_Trecho selecionado_
******
Com restauração de florestas e nascentes de
água, projetos buscam recuperar uma Mata Atlântica degradada
Quando o biólogo e
agroflorestor Thales Guedes Ferreira, de 37 anos, decidiu, em 2012, reativar as
atividades agrícolas no Sítio dos Ipês, ao lado da rodovia Presidente Dutra, em
Cruzeiro (SP), ele tomou um susto: onde antes existia uma linda nascente de
água, naquele ano só se via terra seca. A área, de nove hectares, está em sua
família há cinco gerações. A solução encontrada para ter água para a plantação
e a construção da casa foi furar um poço artesiano para auxiliar na construção
da casa e abastecer a produção. “Naquela época, um curso de agricultura
sintrópica, que une a produção de hortaliças, frutas e madeira, me despertou o
interesse em restaurar este espaço”, diz Ferreira.
Depois de viver vários
anos da venda de suas frutas e verduras, hoje o produtor vem se dedicando a
fazer uma agrofloresta e plantar muvucas – já produziu mais de duas toneladas -
e preparar o terreno para ‘plantar’ créditos de carbono, em uma parceria com o
marketplace Mercado Livre, costurada pela ONG parceira The Nature Conservancy
(TNC). A horta hoje é apenas para consumo próprio, mas, o mais valioso mesmo,
para ele é que, com cuidado com a terra, aos poucos, onde o chão estava seco,
agora voltou a brotar água. “Tínhamos pago 25 mil reais no poço artesiano e não
tínhamos certeza onde era a nascente, mas com o plantio, a água foi voltando à
superfície”.
A perda de água nos
biomas brasileiros é um dos grandes problemas enfrentados com o aquecimento
global associado ao desmatamento. Na Mata Atlântica, a instabilidade
pluviométrica pode ficar mais comum e afetar cidades, agricultura e a
biodiversidade que nela vive. Hoje, o bioma abriga os dois extremos: em algumas
áreas falta água e, em outras, ela vem em excesso.
******
_Dados a usar_
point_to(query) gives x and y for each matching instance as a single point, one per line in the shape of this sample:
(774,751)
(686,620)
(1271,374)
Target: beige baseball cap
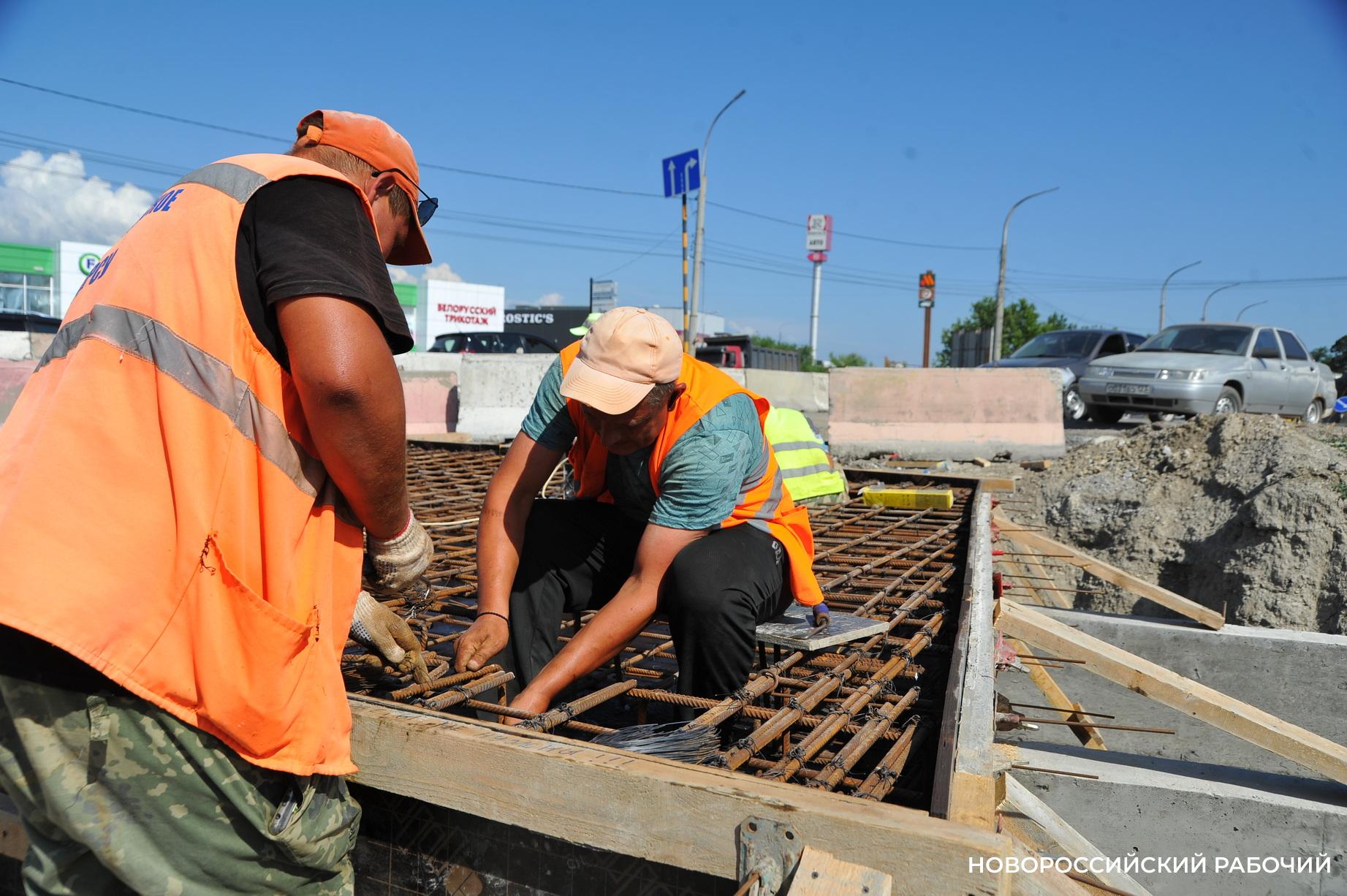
(623,357)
******
_Tarefas_
1 > Responda com base no trecho sobre a Mata Atlântica:
(a) Quantos hectares tem a área do Sítio dos Ipês?
(b) Quanto foi pago pelo poço artesiano?
(c) Qual ONG costurou a parceria com o Mercado Livre?
2 > Localize todas as linhas da listagem que contêm a palavra "sample", levando em conta maiúsculas e minúsculas.

_Respostas por tarefa_
1 >
(a) Nove hectares.
(b) 25 mil reais.
(c) The Nature Conservancy (TNC).

2 >
point_to(query) gives x and y for each matching instance as a single point, one per line in the shape of this sample:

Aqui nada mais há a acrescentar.